======== RECORDS SHOWN
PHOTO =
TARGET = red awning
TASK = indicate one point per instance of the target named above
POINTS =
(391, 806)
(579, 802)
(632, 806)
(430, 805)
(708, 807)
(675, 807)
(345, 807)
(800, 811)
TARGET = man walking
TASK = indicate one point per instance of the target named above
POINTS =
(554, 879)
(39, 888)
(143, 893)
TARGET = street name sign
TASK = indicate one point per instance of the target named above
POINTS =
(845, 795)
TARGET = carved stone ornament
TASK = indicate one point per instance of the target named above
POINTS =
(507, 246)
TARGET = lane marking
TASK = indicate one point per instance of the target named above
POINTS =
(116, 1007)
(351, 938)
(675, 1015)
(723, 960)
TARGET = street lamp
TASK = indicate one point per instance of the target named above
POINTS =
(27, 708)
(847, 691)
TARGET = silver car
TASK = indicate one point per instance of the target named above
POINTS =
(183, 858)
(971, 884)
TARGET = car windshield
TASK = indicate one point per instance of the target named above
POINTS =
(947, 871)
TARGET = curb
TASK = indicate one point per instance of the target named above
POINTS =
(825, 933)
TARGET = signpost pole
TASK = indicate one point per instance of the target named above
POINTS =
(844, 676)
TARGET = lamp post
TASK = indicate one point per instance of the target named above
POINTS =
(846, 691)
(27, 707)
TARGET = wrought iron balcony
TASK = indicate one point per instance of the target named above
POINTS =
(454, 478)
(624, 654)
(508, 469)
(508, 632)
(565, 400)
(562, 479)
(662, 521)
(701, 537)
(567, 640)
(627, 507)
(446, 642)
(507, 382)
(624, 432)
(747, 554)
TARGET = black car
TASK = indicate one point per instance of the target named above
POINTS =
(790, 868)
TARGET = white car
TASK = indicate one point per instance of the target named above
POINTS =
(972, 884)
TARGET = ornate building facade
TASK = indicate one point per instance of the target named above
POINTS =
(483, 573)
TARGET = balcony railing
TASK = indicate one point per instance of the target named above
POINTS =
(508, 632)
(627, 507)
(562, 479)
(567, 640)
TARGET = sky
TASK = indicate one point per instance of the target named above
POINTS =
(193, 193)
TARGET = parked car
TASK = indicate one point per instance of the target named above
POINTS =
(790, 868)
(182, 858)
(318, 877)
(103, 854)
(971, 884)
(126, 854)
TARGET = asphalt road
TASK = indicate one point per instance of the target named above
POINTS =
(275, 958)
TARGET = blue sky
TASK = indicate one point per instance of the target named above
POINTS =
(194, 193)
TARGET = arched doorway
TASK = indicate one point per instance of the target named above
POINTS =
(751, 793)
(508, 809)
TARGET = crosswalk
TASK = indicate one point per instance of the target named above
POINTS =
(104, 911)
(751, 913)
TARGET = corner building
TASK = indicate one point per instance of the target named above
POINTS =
================
GIVEN PROBLEM | Write out once more the lines above beginning at the line with "TARGET = white car"; continue through the final line and stop there.

TASK OUTPUT |
TARGET = white car
TASK = indicate one point per instance of the target named above
POINTS =
(972, 884)
TARGET = ornate building facade
TASK = indicate one point per instance of the target named above
POINTS =
(483, 573)
TARGET = balcony railing
TASK = indicate one point per instance of the target named above
POINTS =
(508, 632)
(627, 507)
(562, 479)
(567, 640)
TARGET = sky
TASK = indicate one point per instance of the target named above
POINTS =
(193, 193)
TARGET = parked car
TASK = indicate one point per instance of the target named above
POINTS =
(790, 868)
(182, 858)
(318, 877)
(103, 854)
(971, 884)
(126, 854)
TARGET = asphalt road
TASK = indicate one point per instance of the target named above
POINTS =
(275, 958)
TARGET = blue sky
TASK = indicate one point per instance of the target named above
POINTS =
(194, 193)
TARGET = arched doorway
TASK = indicate one point per instance of the target named above
POINTS =
(751, 793)
(508, 809)
TARGET = crosswalk
TASK = indicate one point per instance of the target named above
POINTS =
(104, 911)
(751, 913)
TARGET = corner building
TASK = indicate one point per instance of the target named above
POINTS =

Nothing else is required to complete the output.